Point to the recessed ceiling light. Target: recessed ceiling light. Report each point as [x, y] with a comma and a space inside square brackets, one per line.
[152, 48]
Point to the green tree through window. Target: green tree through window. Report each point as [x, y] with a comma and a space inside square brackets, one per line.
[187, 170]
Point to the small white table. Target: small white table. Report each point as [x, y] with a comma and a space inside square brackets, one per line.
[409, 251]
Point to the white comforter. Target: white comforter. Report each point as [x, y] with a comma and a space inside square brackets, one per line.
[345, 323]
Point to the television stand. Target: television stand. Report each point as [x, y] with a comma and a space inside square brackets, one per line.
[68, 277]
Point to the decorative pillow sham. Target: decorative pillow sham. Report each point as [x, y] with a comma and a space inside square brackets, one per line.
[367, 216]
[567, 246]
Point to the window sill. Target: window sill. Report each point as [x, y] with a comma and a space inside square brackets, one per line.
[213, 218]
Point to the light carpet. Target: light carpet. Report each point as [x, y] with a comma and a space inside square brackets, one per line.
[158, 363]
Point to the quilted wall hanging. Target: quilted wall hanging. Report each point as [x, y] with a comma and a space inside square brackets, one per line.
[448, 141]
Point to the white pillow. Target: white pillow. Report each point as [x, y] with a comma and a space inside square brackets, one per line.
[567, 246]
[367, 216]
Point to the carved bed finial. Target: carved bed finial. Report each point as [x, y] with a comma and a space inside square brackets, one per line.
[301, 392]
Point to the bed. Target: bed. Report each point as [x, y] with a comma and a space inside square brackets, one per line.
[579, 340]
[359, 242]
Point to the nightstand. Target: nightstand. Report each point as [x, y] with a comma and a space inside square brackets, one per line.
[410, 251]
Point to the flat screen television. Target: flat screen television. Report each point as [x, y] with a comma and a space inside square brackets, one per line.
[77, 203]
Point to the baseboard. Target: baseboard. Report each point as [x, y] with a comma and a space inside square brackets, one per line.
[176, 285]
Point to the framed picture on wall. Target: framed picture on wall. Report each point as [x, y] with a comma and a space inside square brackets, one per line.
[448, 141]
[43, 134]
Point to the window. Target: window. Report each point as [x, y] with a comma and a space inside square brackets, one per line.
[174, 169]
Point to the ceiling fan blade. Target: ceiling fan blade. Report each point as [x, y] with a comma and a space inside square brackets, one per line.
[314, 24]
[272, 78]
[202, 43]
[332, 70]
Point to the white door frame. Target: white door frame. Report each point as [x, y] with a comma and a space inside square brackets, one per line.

========

ACTIVITY: Exactly as given, restate all the lines above.

TASK OUTPUT:
Point to the recessed ceiling light. Target: recessed ceiling light. Report each point as [x, y] with a comma and a space inside square brackets, one per line.
[152, 48]
Point to the green tree through window. Target: green tree through window. Report each point as [x, y] with a comma and a space inside square brackets, one per line.
[187, 170]
Point to the small white table. Target: small white table. Report each point as [x, y] with a comma and a space inside square brackets, one per line.
[409, 251]
Point to the white comforter. Target: white comforter. Report each point as [x, y] with a comma and a space inside square brackets, one per line.
[345, 323]
Point to the television stand. Target: television stand. Report each point as [x, y] with a comma and a space inside square brackets, one per line.
[68, 277]
Point to the decorative pillow sham. Target: decorative pillow sham. Report each point as [x, y] with a comma and a space inside square brackets, one per line.
[367, 216]
[567, 246]
Point to the window sill. Target: window sill. Report each point as [x, y] with a comma and a space inside square brackets, one per line.
[213, 218]
Point to the light carpet. Target: light carpet. Report each point as [x, y] with a comma and a space inside square brackets, one per line.
[158, 363]
Point to the quilted wall hanging. Target: quilted wall hanging. Report each point as [x, y] with a comma and a space inside square brackets, one per line.
[448, 141]
Point to the white pillow. Target: white pillow. Report each point as [x, y] with a comma and a space inside square brackets, one per line.
[567, 246]
[367, 216]
Point to the carved bed finial. Target: carved bed finial. Report each point as [x, y] with a comma and a space inside square brackets, one per line.
[301, 392]
Point to the bed. Target: bed. Report each point as [x, y] with a comma and a space inside square brackets, one per line.
[579, 340]
[359, 242]
Point to the nightstand. Target: nightstand. Report each point as [x, y] with a comma and a space inside square brackets, one per line.
[410, 251]
Point to the flat screen television. Target: flat screen television. Report each point as [x, y] with a comma and a space inside square brackets, one per line.
[77, 203]
Point to the baseboard. Target: baseboard. Report each point as [x, y] with a comma and a space inside square brackets, one per line.
[176, 285]
Point to the framed picture on wall. Target: framed picture on wall. Report each point as [x, y] with a comma and a space inside square brackets, one per line.
[448, 141]
[43, 134]
Point to the window. Target: window. Report each point as [x, y] with a comma and a space inside square brackets, one per line.
[174, 169]
Point to the ceiling fan blade. Target: ceiling fan blade. Report each point as [x, y] with a comma and a space inside square brackets, one per line.
[314, 24]
[272, 78]
[202, 43]
[332, 70]
Point to the white door frame. Target: white door frame. Report each point as [x, y] with a comma and a space inside square brackets, one per line.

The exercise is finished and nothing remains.